In this episode, I’m going to cover the best practices in a high-level checklist for conducting due diligence during acquisition. As you can imagine, having a plan and a construct for approaching diligence will give you peace of mind that the contemplated acquisition is deserving of your capital investment. Too often, I see inexperienced buyers fall into the trap of becoming enamored with a company, all too willing to cut corners, and overlook significant issues that may require time and expense to research.

I will give you a high-level roadmap, some specific tasks to undertake during diligence, a way to minimize the expense associated with diligence, and the critical starting point for all diligence work. In addition, I will be making this checklist available on our websites under the Free Resources section. I urge you to download this checklist before you launch into any acquisition diligence. You can find this resource on either of our websites, SunAcquisitions.com or K2Adviser.com. Thank you for being here and I hope you enjoy this episode.

» **DIRECTION 1**
Please list the four things the acquisition due diligence passage says the speaker will give listeners in this episode.
» **DIRECTION 2**
Pick up the acquisition due diligence passage after its last sentence and carry it forward for a short paragraph in the same speaking voice.

» **AVAILABLE DATA**

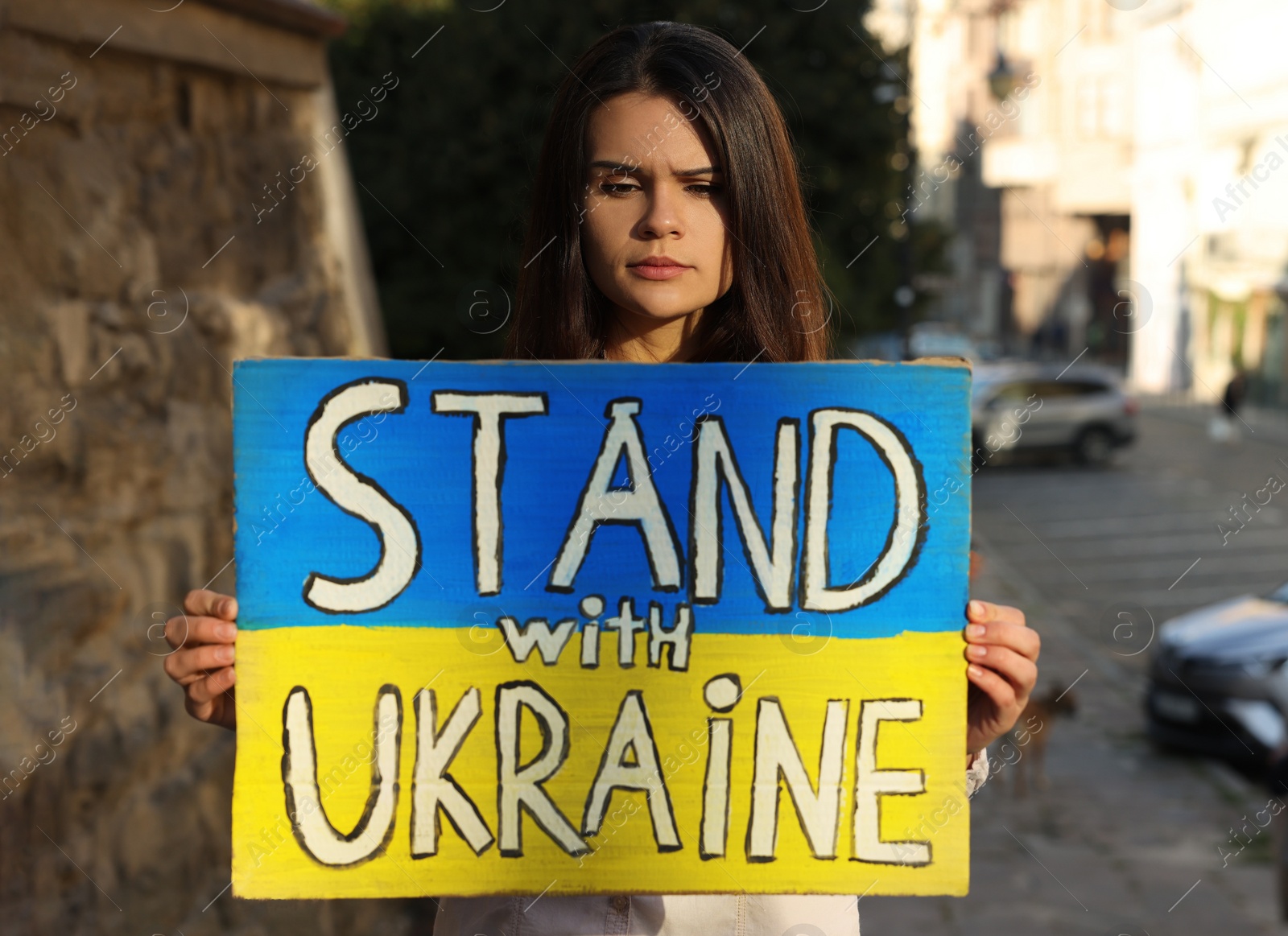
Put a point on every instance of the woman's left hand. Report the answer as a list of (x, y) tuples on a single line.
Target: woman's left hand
[(1002, 652)]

» **EXERCISE OUTPUT 1**
- A high-level roadmap
- Some specific tasks to undertake during diligence
- A way to minimize the expense associated with diligence
- The critical starting point for all diligence work

» **EXERCISE OUTPUT 2**
It goes without saying that getting due diligence right can make or break the success of your transaction. The cost of cutting corners, not getting professional advice, or misinterpreting data can leave you scrambling to salvage your investment. If you follow the construct that I’m going to give you, you’ll have a roadmap on how to approach diligence and understanding of the totality of the process. You’ll also know how to set the proper expectations for you, your advisors, and the seller in the transaction. Most of all, it’s going to give you peace of mind that when you do decide to make the acquisition, that you’ve done it in the context of a comprehensive diligence process. With that said, let’s get into this episode.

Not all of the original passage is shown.